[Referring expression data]
——

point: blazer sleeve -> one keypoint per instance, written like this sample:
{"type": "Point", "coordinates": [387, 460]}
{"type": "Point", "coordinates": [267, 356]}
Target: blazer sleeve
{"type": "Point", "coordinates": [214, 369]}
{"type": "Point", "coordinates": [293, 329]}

——

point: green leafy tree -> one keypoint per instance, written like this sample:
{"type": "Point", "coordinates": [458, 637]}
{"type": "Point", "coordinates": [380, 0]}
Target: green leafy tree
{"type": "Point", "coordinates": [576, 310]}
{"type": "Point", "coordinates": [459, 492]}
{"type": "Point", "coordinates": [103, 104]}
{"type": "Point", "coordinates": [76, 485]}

——

WHAT YOU ARE ASKED TO DO =
Some lines of the data above may hold the word "sample"; state how many do, and give only that number.

EXERCISE SOLUTION =
2